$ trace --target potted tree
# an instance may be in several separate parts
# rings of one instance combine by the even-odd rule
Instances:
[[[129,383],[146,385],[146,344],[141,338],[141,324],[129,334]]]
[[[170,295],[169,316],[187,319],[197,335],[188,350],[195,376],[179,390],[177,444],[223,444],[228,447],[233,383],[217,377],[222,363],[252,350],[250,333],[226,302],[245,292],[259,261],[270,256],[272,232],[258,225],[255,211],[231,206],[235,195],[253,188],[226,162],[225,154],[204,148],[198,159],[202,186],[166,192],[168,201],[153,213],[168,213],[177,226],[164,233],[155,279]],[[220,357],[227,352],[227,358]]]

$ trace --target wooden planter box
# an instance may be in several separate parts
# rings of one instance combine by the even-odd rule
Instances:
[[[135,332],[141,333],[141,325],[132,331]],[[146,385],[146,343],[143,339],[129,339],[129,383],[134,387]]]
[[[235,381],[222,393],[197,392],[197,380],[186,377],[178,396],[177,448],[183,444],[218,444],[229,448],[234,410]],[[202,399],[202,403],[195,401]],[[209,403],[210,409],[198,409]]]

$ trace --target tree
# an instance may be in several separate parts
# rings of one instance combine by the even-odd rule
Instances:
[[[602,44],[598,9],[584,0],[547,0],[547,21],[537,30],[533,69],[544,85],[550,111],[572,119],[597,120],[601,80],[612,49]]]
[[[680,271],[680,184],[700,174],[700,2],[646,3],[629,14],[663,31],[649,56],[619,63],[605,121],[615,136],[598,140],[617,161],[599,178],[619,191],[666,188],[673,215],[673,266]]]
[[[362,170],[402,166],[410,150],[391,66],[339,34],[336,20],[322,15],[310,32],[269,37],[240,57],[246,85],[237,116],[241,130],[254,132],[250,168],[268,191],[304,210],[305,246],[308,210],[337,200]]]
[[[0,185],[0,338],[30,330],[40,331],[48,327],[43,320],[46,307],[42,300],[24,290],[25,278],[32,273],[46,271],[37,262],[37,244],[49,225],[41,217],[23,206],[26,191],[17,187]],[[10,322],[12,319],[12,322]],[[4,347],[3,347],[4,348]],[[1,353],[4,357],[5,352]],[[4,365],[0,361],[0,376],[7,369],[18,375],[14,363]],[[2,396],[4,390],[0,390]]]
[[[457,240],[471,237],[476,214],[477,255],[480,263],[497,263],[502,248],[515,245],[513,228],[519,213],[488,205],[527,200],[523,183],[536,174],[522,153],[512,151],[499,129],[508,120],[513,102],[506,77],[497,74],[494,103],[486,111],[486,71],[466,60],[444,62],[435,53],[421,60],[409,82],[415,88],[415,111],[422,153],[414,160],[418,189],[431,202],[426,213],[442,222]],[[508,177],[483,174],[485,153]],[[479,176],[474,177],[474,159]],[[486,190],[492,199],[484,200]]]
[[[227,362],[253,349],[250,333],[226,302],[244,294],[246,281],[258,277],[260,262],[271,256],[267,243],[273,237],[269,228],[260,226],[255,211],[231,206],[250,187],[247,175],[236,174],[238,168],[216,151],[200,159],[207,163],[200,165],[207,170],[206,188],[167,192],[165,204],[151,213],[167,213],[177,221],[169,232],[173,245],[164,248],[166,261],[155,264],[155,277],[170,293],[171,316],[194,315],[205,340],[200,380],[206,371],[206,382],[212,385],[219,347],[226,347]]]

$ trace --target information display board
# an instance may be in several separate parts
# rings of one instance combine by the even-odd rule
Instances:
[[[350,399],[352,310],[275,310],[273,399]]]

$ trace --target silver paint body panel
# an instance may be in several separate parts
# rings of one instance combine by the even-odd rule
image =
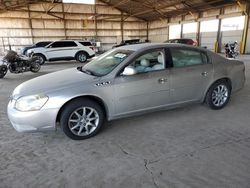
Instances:
[[[132,76],[118,74],[144,51],[182,47],[205,52],[210,63],[166,68]],[[178,44],[138,44],[114,50],[117,49],[134,52],[106,76],[95,77],[73,68],[40,76],[19,85],[13,91],[8,105],[8,116],[14,128],[19,132],[55,129],[59,110],[76,97],[98,98],[105,106],[107,119],[113,120],[203,102],[209,87],[221,78],[231,80],[233,92],[241,89],[245,82],[242,62],[225,59],[202,48]],[[14,108],[18,98],[35,94],[49,97],[41,110],[20,112]]]

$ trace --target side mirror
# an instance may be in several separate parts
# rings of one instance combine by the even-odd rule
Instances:
[[[124,69],[124,71],[122,72],[121,75],[123,75],[123,76],[131,76],[131,75],[135,75],[135,74],[136,74],[135,68],[128,66],[128,67],[126,67]]]

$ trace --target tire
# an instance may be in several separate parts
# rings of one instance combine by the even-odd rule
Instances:
[[[231,86],[226,80],[215,82],[208,90],[206,103],[213,110],[224,108],[230,100]]]
[[[80,63],[85,63],[88,60],[88,54],[86,52],[78,52],[76,54],[76,61]]]
[[[42,55],[42,54],[34,54],[32,57],[39,59],[39,64],[40,65],[43,65],[45,63],[45,61],[46,61],[45,56]]]
[[[73,140],[84,140],[95,136],[103,124],[102,107],[88,99],[73,100],[63,108],[60,116],[63,132]]]
[[[6,65],[0,66],[0,78],[3,78],[8,72],[8,67]]]
[[[41,65],[39,62],[31,63],[31,67],[30,67],[31,72],[37,73],[37,72],[39,72],[40,69],[41,69]]]

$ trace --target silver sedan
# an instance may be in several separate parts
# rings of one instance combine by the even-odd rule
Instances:
[[[8,116],[19,132],[59,124],[80,140],[96,135],[105,120],[195,102],[221,109],[244,82],[240,61],[186,45],[137,44],[24,82],[13,91]]]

__WHAT TO DO__
Which lines in the records above contain the string "target"? Copy them.

__ANSWER AREA__
$ trace --target potted tree
$ trace --target wooden planter box
$ trace --target tree
$ trace --target information display board
$ trace --target silver paint body panel
$ trace --target side mirror
$ trace --target tire
$ trace --target silver sedan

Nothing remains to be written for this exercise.